Written exercise:
Edit the passage about the referee's report, starting at "MA – expert" and ending at "of the Partnership.", and give it again with "adjusted financial statements" changed to "revised financial statements".

::: Page

The Referee’s Report
[20] I turn now to the referee’s report. The referee sets out the methodology followed in compiling his report at pages 1 and 2 of the report as follows:
‘A preliminary meeting attended by the attorneys for the applicant and defence as well as their expert witnesses was held on 19 October 2011. It was agreed that the expert witnesses for each party would complete and submit to the Referee their findings and supporting documents…
My findings are based on these files, documents and reports thereon prepared by expert witnesses.
MA – expert witness acting for WRW has prepared adjusted financial statements for the Partnership. These adjustments appear to be based on where inadequate documentation has been provided for expenditure claimed against the partnership business, where expenditure of a personal nature or not related to the Partnership business has been included in the expenses of the Partnership, and any other expenses which are not adequately explained and accepted as expenses against the Partnership income.
JT – expert witness acting for APW, has prepared adjusted financial statements from documentation and presumably explanations given by APW, their accountants and AAW, the wife of APW who it appears dealt with the administration and bookkeeping function of the Partnership.

::::::
::: Stored data

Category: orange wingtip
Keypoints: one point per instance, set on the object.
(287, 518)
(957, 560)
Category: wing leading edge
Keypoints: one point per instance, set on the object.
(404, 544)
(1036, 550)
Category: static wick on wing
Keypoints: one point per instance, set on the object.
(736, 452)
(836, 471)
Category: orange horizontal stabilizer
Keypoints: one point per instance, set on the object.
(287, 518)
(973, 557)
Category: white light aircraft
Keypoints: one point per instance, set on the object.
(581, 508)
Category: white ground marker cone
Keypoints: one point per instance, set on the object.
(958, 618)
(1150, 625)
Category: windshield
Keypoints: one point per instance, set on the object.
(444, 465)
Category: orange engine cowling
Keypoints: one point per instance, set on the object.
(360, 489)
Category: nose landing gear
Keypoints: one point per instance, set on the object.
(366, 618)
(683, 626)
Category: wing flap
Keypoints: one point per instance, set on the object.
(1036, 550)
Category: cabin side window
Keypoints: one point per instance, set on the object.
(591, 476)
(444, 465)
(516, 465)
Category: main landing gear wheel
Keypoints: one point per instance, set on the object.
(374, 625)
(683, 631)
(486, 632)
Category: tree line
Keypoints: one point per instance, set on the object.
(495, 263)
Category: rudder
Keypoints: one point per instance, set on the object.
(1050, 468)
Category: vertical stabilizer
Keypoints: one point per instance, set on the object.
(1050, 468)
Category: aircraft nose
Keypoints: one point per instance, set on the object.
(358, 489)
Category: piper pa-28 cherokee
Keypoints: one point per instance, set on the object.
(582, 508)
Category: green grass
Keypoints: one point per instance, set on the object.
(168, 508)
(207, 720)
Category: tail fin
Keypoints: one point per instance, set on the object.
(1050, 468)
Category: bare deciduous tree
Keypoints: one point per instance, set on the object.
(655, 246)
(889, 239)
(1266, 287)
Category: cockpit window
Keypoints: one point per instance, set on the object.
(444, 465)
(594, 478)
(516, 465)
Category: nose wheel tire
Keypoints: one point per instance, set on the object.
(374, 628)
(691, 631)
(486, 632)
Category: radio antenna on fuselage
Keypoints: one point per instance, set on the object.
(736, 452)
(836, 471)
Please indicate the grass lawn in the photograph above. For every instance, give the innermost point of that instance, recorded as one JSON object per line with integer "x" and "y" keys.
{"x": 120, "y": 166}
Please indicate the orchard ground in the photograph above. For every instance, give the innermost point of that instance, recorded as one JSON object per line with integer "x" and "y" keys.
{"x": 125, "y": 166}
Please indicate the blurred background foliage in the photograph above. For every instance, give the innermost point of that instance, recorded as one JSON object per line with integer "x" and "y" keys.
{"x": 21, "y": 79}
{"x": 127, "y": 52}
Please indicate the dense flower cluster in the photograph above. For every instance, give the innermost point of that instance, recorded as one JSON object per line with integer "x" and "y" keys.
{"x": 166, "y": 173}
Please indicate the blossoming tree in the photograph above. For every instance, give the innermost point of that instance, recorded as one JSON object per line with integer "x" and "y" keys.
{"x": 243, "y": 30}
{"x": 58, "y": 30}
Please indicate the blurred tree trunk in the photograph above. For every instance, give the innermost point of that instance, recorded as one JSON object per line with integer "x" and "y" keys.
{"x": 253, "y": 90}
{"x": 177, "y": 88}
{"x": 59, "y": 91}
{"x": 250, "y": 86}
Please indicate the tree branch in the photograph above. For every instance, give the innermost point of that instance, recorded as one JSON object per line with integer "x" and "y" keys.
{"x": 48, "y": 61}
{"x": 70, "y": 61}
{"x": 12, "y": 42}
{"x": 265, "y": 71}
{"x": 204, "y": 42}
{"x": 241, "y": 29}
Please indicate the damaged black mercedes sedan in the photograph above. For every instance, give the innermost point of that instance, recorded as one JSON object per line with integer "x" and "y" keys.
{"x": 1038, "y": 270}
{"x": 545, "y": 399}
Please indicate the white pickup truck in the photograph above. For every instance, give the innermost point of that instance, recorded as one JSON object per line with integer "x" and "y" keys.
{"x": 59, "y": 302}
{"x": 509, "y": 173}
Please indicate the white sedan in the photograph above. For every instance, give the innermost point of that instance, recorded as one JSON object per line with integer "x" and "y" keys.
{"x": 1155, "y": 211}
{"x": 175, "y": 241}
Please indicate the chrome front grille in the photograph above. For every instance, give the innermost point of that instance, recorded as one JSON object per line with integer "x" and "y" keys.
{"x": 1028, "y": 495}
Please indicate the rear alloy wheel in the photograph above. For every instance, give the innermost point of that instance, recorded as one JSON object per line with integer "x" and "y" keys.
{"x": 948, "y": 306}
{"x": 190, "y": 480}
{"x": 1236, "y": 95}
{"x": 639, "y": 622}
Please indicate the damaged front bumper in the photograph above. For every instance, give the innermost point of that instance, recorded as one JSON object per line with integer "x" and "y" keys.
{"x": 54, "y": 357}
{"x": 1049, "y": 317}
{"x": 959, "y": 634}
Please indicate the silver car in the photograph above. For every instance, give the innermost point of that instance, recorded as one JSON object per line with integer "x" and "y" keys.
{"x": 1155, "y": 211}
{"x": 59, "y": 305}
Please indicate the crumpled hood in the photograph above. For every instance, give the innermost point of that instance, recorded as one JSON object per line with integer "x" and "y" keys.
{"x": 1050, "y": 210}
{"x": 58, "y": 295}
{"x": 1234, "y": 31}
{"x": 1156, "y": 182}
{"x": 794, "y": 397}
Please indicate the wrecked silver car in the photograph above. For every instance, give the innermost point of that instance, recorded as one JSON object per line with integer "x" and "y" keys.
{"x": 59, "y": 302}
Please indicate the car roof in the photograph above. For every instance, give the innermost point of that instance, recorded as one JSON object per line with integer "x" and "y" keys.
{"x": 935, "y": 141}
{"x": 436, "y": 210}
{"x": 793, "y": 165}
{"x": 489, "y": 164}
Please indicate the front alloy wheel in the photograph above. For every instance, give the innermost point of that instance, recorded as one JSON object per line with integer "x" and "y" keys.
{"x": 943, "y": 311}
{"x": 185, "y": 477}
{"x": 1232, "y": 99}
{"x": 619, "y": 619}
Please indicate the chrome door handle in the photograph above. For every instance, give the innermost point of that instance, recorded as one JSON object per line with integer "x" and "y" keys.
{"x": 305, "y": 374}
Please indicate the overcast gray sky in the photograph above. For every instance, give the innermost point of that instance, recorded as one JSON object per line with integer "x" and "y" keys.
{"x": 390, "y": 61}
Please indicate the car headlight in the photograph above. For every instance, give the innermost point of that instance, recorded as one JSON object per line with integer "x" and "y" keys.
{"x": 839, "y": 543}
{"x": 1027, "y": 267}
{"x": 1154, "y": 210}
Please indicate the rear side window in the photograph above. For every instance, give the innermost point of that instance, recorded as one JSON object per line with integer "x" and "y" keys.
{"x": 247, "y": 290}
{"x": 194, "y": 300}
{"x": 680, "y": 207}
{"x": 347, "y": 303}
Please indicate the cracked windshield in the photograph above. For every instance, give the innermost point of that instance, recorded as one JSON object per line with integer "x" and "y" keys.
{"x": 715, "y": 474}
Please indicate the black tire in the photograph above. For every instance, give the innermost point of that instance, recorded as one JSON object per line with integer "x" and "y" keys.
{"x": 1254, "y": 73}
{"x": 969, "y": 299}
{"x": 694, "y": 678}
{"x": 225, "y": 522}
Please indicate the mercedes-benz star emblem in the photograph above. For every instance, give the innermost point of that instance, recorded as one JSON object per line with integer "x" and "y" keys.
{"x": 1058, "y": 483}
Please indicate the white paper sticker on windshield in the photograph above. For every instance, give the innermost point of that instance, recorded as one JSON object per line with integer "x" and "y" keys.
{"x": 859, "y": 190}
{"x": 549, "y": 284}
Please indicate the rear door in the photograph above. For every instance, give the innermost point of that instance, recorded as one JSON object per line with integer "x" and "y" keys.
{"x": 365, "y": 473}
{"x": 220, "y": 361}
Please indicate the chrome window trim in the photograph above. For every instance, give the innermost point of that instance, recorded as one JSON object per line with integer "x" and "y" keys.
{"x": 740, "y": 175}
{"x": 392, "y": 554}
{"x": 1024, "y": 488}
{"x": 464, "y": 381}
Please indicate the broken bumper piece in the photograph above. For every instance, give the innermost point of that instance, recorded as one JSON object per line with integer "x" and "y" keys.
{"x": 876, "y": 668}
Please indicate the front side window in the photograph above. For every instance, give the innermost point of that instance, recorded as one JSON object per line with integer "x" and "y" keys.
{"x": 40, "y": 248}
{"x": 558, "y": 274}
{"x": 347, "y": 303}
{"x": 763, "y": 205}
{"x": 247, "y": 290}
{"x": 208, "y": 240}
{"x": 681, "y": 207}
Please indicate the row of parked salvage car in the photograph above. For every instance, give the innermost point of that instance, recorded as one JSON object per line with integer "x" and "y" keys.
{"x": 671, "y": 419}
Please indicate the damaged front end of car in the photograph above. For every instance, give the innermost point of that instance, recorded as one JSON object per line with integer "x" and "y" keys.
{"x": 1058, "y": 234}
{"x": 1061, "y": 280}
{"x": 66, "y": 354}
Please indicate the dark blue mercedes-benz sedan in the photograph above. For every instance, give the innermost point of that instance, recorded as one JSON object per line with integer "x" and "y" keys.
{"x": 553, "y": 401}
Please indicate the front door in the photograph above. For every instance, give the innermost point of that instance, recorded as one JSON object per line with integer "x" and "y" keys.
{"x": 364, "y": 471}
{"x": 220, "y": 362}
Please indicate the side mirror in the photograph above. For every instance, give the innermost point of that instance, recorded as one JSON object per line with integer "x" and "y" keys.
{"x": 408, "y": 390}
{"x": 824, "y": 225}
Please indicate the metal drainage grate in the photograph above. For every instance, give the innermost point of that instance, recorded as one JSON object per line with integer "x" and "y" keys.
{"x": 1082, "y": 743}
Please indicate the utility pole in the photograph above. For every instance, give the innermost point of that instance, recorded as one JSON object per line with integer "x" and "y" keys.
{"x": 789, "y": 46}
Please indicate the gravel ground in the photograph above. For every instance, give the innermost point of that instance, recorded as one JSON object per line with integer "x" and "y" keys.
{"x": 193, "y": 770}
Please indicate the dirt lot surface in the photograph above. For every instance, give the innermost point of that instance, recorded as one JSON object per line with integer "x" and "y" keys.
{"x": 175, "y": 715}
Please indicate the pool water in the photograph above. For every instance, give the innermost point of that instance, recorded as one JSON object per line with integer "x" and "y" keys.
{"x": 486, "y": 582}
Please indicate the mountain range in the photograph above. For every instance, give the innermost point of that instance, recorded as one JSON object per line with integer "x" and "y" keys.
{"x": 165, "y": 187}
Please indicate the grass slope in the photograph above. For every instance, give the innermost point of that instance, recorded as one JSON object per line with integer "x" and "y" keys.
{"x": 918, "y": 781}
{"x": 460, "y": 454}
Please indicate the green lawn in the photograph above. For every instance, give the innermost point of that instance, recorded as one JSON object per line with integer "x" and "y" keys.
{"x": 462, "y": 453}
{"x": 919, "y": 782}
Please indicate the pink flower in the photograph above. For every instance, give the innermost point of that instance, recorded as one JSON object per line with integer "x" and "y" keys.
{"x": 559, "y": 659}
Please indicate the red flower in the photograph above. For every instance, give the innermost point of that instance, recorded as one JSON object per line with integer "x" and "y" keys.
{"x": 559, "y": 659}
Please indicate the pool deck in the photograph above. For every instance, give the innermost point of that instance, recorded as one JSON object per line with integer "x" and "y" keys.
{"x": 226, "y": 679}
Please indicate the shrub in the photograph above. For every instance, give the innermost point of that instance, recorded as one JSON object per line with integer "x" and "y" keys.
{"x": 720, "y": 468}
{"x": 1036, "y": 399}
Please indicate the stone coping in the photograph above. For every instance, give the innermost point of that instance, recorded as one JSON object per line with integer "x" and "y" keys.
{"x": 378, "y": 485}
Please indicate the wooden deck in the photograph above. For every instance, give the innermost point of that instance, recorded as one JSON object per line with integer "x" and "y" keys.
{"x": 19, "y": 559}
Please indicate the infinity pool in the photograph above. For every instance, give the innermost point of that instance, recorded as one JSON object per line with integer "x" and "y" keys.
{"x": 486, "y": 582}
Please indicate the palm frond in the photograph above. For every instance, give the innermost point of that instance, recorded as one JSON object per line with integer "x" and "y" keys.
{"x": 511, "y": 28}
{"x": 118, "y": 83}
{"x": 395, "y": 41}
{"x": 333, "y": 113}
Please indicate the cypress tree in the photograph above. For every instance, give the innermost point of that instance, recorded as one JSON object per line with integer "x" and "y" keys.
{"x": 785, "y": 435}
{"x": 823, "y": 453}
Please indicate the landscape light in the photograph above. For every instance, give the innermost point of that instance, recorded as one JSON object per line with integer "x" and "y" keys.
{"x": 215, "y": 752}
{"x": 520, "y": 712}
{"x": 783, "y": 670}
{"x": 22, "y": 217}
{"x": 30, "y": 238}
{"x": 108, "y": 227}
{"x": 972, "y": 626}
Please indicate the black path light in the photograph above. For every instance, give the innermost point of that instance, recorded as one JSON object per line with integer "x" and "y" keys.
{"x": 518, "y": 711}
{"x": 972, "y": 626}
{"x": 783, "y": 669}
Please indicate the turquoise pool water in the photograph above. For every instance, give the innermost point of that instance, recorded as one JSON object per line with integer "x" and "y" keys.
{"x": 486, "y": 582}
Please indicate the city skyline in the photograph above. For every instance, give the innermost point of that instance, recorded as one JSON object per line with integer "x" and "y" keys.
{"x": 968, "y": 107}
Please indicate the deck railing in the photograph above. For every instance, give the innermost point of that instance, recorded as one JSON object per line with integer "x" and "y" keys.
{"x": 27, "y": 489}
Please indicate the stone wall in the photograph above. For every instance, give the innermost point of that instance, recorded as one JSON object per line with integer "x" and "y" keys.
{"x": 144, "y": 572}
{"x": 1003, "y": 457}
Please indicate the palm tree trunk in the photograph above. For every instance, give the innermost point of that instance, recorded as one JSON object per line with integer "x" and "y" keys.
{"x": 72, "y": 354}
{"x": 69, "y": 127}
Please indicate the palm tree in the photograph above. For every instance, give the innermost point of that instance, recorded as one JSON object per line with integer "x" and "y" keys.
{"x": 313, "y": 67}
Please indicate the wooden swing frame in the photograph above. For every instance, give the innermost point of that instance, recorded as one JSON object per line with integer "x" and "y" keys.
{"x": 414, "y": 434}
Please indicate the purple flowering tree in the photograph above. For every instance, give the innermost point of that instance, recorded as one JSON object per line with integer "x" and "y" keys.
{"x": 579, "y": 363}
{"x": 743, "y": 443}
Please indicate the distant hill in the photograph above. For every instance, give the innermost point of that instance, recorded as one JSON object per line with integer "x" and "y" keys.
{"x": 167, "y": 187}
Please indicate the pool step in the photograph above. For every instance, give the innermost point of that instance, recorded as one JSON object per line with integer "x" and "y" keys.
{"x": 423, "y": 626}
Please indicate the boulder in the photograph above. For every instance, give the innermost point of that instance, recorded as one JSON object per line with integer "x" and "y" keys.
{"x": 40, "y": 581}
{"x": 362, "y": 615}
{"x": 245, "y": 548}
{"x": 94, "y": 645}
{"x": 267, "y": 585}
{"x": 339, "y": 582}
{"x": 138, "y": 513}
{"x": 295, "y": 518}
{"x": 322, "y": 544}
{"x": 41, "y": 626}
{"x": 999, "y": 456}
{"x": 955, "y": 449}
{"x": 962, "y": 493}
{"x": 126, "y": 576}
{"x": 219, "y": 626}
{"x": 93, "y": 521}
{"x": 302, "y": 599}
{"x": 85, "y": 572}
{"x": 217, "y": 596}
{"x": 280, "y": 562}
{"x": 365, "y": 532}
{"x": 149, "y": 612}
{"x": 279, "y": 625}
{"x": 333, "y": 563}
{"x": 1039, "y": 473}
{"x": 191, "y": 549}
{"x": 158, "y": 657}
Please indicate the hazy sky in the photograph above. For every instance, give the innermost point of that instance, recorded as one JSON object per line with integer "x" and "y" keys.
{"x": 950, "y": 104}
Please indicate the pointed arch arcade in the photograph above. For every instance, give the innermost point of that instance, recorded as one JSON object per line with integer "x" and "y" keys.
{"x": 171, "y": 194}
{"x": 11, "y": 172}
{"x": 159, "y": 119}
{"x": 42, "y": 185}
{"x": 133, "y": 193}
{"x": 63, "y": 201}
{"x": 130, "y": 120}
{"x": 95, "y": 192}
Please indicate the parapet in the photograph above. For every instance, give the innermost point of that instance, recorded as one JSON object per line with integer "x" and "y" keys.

::::::

Correct result:
MA – expert witness acting for WRW has prepared revised financial statements for the Partnership. These adjustments appear to be based on where inadequate documentation has been provided for expenditure claimed against the partnership business, where expenditure of a personal nature or not related to the Partnership business has been included in the expenses of the Partnership, and any other expenses which are not adequately explained and accepted as expenses against the Partnership income.
JT – expert witness acting for APW, has prepared revised financial statements from documentation and presumably explanations given by APW, their accountants and AAW, the wife of APW who it appears dealt with the administration and bookkeeping function of the Partnership.